◆ **Request**: Count the lines in the rows below that contain the word "Structure", and reply with that number alone.

◆ **Supplied entries**:
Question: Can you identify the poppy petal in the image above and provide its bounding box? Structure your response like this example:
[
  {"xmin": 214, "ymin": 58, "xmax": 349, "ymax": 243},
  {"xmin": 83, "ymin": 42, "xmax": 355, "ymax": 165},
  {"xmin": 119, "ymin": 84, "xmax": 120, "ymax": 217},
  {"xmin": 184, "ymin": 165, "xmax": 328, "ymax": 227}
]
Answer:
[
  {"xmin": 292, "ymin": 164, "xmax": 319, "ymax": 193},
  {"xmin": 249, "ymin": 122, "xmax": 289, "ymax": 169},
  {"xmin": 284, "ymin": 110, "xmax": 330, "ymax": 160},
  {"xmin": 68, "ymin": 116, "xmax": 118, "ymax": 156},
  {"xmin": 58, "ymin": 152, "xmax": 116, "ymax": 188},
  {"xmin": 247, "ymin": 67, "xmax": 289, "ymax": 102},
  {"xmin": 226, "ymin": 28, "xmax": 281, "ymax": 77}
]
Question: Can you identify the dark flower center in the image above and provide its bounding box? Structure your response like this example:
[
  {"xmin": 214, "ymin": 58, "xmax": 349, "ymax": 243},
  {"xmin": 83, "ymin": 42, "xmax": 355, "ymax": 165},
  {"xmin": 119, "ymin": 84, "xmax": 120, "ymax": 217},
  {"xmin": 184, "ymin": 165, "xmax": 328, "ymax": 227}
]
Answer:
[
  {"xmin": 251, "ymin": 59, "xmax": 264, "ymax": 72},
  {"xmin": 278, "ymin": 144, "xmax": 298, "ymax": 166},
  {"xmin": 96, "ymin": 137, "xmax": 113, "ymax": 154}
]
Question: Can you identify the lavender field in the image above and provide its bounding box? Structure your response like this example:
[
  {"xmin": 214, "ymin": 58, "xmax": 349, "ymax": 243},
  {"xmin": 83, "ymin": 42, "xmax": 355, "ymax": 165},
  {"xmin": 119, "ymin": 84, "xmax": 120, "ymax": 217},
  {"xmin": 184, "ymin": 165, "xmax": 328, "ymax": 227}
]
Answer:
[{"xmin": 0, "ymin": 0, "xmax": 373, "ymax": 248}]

◆ **Exercise answer**: 3